Brief:
Revise the entries from the start through the line containing "[[493, 338, 605, 599]]", both ends included, by replacing "person standing" with "standing figure" and leaving everything else unchanged. Omit the pictures from your answer.

>> Start Records

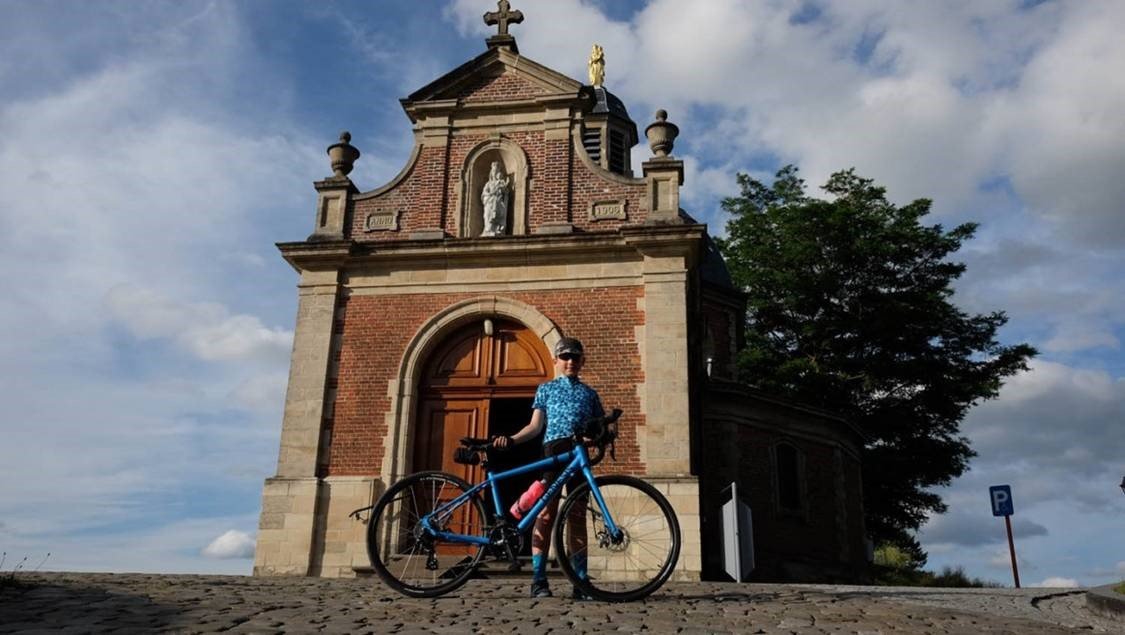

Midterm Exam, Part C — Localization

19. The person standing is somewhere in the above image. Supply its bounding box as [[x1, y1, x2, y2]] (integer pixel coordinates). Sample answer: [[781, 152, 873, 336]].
[[493, 338, 605, 599]]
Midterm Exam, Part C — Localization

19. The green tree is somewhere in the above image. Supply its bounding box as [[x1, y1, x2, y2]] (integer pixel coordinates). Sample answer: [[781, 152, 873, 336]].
[[719, 166, 1036, 553]]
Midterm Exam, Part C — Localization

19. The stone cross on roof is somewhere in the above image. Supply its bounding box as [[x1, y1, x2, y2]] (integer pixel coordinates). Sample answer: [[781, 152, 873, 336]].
[[485, 0, 523, 37]]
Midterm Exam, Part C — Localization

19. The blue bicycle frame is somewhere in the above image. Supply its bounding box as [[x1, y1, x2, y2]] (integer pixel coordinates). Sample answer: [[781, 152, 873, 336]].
[[421, 446, 622, 545]]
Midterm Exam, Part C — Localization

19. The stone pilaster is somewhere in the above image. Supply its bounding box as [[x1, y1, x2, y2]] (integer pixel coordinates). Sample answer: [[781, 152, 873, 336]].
[[641, 249, 691, 476], [308, 177, 359, 241], [254, 268, 340, 575], [641, 158, 684, 223]]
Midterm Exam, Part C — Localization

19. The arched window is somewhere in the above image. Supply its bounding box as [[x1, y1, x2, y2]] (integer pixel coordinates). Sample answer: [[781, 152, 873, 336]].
[[774, 442, 804, 512]]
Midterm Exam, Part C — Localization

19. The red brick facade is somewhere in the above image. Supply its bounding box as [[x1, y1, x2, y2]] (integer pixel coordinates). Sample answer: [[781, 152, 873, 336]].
[[255, 36, 865, 580], [324, 287, 645, 476]]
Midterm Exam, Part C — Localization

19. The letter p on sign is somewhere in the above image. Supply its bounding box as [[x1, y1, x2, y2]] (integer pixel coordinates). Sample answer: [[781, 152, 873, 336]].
[[988, 485, 1015, 516]]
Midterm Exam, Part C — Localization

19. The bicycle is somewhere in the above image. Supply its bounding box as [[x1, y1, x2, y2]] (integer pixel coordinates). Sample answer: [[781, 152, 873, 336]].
[[367, 410, 681, 601]]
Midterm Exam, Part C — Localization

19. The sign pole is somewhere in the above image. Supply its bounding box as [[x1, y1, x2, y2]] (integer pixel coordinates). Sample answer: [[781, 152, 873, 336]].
[[1004, 516, 1019, 589]]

>> End Records

Right answer:
Midterm Exam, Part C — Localization

19. The standing figure is somewhere in the above image. Supply its bounding box as [[x1, y1, x2, y2]] (integer pixel coordinates). Sample answer: [[781, 152, 873, 336]].
[[493, 338, 605, 599]]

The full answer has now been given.